● **Excerpt to read**:
During this Innovation Lab about ‘Artists in the community’, we wanted to talk about how the artists contribute to the vitality and development of local communities. In the particular situation we are experiencing, it seems even more important to discuss the ‘use’ of music in a therapeutic way.

 

 

As a cellist and music therapist, Claire Oppert has a unique approach to music as well as its audiences. She shared her professional experience has a musician that, for over twenty-five years, has been confronted to illness, physical pain, autism, dementia, and the end of life. Thanks to her work, it has been proven that music can actually decrease pain. She talked with great passion about sensations, feelings, and her own past experiences. 

A different approach that widens our perspective on music.

Claire Oppert says that the power of music relies in the way it reaches our soul before reaching our reason. However, she insists that her subject is not sad at all. In fact, this job is surprising and has no rule: we could think that at the end of someone’s life, the patients would like to ear something calm, but she once played metal with the cello because a patient asked her to! 

Through sharing knowledge and artistical experimentation, Claire Oppert inspired the EEEMERGING+ ensembles to reenforce social bounding through music with their audiences. Even if they do not become music therapists themselves, knowing that music can be effective that way changes the way we approach it.

 

At the end of this time of questioning, the ensembles will be invited to propose some projects in order to engage in new ways of interacting with their audience. The EEEMERGING+ programme and its partners will be there to support the ensembles with these projects!

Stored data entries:

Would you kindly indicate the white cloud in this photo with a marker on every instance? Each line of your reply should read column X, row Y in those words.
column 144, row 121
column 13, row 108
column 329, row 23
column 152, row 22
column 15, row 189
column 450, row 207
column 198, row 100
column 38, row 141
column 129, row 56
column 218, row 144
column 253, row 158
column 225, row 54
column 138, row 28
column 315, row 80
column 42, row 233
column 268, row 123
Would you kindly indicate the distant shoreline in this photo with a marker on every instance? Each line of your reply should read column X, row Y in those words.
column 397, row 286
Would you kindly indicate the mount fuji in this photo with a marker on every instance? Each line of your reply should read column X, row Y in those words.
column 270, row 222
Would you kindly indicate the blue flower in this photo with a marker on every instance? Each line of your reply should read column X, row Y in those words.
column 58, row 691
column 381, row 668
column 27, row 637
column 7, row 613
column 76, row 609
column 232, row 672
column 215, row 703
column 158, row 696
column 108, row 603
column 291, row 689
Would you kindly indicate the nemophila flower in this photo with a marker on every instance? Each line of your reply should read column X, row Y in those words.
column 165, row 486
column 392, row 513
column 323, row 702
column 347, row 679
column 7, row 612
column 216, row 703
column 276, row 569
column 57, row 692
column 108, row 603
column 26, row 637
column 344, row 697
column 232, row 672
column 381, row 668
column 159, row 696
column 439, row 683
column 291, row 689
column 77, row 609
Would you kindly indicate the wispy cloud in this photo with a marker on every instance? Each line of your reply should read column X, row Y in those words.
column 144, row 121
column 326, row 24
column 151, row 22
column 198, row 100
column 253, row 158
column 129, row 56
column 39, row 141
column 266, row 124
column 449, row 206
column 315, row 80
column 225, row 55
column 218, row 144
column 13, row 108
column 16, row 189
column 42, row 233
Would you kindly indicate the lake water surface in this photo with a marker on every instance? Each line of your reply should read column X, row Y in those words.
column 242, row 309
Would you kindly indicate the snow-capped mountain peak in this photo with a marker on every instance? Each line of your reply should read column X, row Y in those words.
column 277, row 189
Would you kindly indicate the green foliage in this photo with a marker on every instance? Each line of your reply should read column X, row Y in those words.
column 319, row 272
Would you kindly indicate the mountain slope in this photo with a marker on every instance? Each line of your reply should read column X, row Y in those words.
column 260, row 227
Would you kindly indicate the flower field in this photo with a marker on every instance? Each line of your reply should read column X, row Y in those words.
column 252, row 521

● **What the task requires**: Reproduce the music therapy text word for word, starting at "As a cellist" and ending at "perspective on music.". The data entries are separate material from the music therapy text.

● **Answer to this exercise**:
As a cellist and music therapist, Claire Oppert has a unique approach to music as well as its audiences. She shared her professional experience has a musician that, for over twenty-five years, has been confronted to illness, physical pain, autism, dementia, and the end of life. Thanks to her work, it has been proven that music can actually decrease pain. She talked with great passion about sensations, feelings, and her own past experiences. 

A different approach that widens our perspective on music.